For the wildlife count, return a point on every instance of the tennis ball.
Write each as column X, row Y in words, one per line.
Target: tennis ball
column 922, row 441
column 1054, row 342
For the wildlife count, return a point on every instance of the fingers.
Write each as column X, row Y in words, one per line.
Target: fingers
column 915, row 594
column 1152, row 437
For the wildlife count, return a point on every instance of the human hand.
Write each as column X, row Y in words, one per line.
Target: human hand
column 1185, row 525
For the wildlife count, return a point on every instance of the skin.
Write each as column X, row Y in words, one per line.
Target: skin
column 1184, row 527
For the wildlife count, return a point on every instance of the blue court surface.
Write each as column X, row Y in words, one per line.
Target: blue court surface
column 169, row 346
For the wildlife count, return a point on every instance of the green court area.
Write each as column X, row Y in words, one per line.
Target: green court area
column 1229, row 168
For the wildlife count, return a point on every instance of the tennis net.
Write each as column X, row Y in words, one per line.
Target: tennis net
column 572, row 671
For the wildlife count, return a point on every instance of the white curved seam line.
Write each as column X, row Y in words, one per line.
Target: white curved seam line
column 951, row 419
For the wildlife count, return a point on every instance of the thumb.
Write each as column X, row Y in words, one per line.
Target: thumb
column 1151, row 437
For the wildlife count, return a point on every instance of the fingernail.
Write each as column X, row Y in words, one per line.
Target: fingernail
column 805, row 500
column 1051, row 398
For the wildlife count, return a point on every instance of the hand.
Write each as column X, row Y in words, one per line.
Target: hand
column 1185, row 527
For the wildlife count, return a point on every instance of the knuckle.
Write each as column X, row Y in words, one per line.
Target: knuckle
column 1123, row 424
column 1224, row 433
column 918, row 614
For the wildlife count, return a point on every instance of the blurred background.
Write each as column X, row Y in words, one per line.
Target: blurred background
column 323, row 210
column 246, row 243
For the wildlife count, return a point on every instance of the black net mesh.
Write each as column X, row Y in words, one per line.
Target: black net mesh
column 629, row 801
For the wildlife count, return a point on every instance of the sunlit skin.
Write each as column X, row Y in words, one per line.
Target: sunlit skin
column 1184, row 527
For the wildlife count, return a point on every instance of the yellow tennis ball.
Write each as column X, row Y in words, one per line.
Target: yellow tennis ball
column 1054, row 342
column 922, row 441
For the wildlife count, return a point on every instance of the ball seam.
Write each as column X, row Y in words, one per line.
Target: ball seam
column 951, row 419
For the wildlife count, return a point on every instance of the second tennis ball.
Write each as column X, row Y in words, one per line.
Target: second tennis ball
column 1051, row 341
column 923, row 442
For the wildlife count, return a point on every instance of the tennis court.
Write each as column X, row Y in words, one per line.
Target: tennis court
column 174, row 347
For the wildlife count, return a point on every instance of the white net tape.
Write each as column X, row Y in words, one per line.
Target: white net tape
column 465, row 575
__________
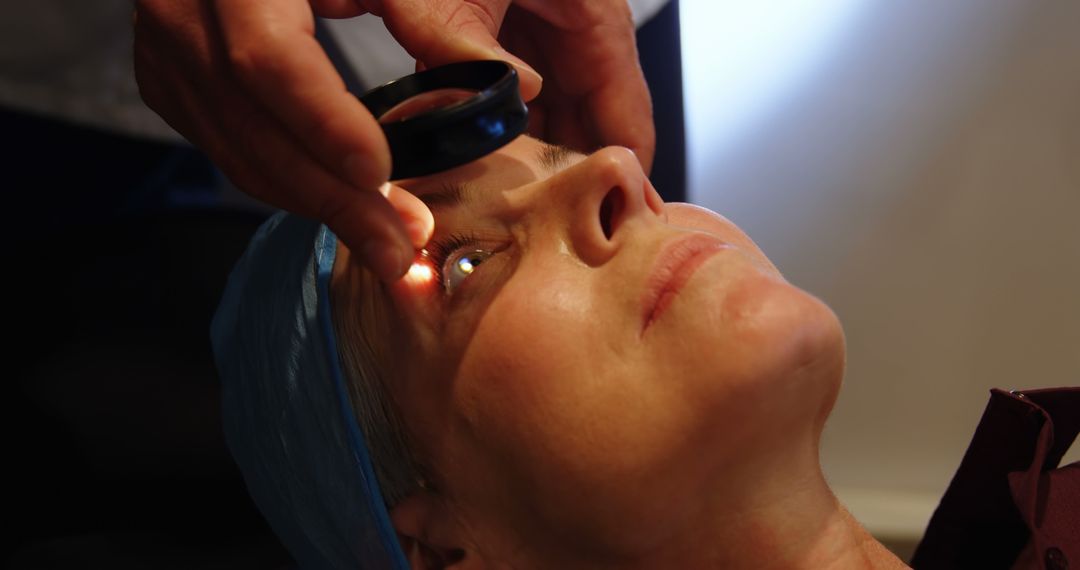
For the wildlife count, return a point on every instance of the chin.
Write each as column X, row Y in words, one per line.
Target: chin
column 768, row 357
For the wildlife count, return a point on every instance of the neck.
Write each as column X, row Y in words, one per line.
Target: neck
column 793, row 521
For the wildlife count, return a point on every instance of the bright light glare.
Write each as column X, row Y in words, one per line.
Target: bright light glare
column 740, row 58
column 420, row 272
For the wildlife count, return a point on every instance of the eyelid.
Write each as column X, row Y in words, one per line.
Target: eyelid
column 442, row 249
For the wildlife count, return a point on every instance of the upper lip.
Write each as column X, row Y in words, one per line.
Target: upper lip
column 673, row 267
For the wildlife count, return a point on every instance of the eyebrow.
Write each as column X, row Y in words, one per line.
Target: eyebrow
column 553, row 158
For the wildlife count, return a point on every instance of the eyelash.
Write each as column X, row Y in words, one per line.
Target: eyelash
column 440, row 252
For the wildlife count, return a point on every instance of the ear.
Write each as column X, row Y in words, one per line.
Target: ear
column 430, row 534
__________
◆ **REQUIRED TASK**: Copy out the lines from the one containing "the tennis ball." through the one containing "column 1185, row 527", both included, word for word.

◆ **EXERCISE OUTPUT**:
For the wildlife count, return a point on every instance of the tennis ball.
Write each as column X, row Y in words, one per line.
Target: tennis ball
column 922, row 441
column 1054, row 342
For the wildlife count, return a point on every instance of the fingers.
Write each as column X, row Y in words, one per line.
Target: fingers
column 915, row 594
column 1152, row 437
For the wildlife count, return a point on every instance of the human hand.
Write each as column X, row Y in words, one per line.
Target: human hand
column 1185, row 525
For the wildlife count, return a point on every instance of the skin.
Write each as column X, row Y in words, one per line.
Target: skin
column 1184, row 527
For the wildlife count, return a point on every instance of the blue court surface.
Write each as column X, row Y in words, one per line.
Target: blue court surface
column 169, row 346
For the wildlife count, return a point on every instance of the green court area.
Write each as column X, row Y in words, one per line.
Target: green court area
column 1229, row 168
For the wildlife count, return a point on every instance of the tennis net.
Write each as column X, row Y in words, one per line.
Target: tennis net
column 572, row 671
For the wildlife count, return a point on every instance of the white curved seam line.
Write each as column X, row Y in words, one per line.
Target: white curved seam line
column 951, row 419
For the wildlife count, return a point on every instance of the thumb.
Write each as column X, row Y in words, one per line.
Target: thumb
column 1151, row 437
For the wildlife count, return a point on every instance of the fingernail.
Write each as column X, row Y in words, one per line.
Target: fingernail
column 805, row 500
column 1051, row 398
For the wildlife count, return a point on every instance of the hand.
Write each as column X, row Y in words, one per line.
Target: hand
column 1185, row 527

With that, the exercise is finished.